### Written task
Pick out every line in the data below that contains the string "stabilizer", and copy each one in full.

Excerpts of bounding box data:
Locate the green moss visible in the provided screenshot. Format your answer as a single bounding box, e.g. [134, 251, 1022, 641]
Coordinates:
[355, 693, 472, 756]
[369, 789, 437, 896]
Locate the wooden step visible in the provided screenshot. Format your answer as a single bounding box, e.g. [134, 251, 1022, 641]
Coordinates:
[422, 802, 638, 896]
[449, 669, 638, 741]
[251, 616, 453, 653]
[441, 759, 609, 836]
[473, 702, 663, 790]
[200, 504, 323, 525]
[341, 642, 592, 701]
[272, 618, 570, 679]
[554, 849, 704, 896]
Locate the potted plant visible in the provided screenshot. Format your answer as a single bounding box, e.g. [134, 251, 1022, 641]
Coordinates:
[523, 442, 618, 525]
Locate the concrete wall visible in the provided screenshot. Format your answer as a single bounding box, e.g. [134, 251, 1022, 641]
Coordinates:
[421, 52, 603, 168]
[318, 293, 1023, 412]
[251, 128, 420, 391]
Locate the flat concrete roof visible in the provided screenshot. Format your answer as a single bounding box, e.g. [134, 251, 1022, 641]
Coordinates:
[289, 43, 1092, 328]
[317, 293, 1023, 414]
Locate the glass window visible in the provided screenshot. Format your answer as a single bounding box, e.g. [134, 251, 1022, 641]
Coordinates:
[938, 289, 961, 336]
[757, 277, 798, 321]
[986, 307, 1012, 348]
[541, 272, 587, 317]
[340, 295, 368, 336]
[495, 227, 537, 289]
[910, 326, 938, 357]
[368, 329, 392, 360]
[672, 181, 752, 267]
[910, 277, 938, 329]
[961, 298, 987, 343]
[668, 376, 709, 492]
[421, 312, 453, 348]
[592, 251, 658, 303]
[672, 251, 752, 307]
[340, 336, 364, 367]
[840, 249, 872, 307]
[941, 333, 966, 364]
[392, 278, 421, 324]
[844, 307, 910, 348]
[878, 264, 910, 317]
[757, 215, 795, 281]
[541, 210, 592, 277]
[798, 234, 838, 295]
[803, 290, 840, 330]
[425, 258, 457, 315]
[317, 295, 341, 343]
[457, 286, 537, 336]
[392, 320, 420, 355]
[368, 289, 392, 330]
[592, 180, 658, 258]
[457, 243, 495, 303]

==

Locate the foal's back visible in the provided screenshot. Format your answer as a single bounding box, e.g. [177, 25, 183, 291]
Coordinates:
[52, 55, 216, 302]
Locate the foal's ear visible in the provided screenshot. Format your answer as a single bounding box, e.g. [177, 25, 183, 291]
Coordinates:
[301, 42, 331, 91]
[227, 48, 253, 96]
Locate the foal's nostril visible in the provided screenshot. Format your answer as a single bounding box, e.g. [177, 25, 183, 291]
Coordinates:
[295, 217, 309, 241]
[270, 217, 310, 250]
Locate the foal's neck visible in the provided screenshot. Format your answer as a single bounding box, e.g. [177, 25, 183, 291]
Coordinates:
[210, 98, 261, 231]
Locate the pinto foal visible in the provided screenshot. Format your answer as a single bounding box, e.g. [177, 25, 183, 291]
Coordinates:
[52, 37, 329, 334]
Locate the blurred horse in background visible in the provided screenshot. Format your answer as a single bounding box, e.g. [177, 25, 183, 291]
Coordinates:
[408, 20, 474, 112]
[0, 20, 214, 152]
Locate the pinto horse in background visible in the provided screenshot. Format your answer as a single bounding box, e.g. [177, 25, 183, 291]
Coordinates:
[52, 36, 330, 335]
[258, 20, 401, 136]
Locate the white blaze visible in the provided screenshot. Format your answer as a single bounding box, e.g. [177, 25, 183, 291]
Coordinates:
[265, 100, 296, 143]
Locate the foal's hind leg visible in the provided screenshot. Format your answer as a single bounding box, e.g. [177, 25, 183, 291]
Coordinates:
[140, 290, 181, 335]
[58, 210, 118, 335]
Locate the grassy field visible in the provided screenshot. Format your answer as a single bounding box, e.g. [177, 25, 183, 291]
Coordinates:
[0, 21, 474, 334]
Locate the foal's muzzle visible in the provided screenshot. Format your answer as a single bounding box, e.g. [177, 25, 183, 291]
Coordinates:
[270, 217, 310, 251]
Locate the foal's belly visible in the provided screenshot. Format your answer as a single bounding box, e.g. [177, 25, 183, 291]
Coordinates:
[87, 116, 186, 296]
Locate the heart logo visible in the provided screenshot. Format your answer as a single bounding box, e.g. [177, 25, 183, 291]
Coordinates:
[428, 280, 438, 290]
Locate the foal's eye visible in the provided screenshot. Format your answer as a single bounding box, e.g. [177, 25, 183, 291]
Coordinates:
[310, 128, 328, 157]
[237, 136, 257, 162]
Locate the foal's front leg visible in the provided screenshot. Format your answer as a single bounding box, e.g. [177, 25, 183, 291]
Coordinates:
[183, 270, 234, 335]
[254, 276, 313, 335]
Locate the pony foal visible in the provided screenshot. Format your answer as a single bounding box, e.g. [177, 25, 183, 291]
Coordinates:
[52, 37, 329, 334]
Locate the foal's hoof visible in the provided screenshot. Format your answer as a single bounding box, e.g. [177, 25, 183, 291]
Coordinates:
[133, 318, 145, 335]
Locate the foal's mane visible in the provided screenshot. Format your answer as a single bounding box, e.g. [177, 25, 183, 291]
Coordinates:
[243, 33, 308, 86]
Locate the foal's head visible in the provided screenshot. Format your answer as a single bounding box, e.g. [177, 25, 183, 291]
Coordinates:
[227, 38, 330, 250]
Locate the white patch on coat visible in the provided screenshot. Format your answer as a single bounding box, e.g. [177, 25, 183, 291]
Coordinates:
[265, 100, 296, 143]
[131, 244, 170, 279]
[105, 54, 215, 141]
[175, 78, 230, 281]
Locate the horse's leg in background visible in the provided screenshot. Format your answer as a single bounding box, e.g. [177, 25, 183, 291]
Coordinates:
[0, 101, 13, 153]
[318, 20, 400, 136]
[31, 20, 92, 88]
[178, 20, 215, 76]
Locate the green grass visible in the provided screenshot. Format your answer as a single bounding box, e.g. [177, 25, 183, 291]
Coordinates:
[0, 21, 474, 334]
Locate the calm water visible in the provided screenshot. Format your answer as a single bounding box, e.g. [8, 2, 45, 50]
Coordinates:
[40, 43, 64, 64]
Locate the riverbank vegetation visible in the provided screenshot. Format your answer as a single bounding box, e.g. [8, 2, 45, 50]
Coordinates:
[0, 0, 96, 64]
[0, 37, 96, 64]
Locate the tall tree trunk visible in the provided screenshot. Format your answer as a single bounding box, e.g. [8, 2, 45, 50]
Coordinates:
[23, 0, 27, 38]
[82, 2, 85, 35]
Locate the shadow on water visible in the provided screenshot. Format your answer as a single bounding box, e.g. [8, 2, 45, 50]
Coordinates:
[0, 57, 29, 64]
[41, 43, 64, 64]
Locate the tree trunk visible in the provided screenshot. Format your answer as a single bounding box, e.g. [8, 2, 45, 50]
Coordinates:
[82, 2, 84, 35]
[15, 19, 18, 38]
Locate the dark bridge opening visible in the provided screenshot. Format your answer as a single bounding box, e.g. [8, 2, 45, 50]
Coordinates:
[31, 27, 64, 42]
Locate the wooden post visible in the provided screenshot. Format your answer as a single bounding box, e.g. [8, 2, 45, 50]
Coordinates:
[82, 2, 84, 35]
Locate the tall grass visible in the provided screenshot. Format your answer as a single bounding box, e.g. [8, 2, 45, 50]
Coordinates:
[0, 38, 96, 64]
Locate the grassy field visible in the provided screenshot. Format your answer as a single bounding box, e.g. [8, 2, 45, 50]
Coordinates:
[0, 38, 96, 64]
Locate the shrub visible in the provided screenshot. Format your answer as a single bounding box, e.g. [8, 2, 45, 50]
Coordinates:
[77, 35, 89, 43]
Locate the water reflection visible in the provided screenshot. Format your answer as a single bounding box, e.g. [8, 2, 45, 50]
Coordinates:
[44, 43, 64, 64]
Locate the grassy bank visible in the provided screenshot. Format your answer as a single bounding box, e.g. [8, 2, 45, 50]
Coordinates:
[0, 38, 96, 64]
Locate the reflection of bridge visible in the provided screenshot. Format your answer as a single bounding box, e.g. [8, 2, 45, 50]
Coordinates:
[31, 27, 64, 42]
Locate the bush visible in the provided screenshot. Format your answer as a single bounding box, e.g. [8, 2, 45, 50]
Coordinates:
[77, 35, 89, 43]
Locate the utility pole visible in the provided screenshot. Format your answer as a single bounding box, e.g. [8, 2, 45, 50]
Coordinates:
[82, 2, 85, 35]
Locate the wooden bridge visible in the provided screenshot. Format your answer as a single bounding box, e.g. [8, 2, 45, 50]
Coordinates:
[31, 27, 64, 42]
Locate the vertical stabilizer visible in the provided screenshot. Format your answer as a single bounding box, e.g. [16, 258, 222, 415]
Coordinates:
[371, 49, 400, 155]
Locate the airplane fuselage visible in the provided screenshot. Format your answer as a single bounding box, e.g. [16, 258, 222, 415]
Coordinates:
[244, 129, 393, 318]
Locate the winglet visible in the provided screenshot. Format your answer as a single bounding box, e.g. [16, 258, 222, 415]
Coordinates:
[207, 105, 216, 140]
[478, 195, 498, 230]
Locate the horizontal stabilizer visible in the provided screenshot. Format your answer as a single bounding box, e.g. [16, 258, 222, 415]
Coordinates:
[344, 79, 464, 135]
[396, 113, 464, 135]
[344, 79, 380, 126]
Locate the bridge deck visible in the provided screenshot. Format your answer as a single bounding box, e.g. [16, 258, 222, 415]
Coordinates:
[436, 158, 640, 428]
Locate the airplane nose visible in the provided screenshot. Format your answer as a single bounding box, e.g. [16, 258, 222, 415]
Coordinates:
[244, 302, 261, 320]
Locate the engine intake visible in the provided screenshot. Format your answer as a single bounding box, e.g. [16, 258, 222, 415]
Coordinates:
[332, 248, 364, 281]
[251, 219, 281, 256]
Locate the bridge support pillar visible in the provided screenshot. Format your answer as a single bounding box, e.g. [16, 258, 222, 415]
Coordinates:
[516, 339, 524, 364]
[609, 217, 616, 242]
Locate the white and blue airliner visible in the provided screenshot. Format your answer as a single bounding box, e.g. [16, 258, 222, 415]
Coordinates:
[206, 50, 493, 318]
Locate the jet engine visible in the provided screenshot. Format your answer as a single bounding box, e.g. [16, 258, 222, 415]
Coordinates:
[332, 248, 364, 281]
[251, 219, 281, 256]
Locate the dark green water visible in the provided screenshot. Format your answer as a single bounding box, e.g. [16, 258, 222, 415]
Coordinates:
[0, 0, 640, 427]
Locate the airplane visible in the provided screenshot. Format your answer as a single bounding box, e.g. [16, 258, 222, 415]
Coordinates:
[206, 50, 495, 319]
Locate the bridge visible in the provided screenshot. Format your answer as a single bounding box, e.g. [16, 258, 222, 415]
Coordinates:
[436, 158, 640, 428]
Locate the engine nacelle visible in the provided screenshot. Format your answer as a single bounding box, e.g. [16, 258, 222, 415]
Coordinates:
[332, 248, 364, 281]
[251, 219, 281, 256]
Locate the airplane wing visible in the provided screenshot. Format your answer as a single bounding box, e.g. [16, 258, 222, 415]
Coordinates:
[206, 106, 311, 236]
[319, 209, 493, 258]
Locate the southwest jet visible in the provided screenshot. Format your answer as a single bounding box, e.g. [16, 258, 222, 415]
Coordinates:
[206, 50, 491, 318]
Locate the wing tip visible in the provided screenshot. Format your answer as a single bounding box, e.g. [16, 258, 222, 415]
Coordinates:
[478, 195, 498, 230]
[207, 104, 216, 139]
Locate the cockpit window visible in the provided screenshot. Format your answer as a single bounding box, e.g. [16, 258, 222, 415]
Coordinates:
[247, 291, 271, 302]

### Exercise result
Locate the vertical stabilizer visible in the provided screenshot. Format your answer as a single bounding box, e.g. [16, 258, 222, 415]
Locate the horizontal stabilizer visible in the provided screenshot. Format your answer as a single bounding box, e.g. [16, 258, 222, 415]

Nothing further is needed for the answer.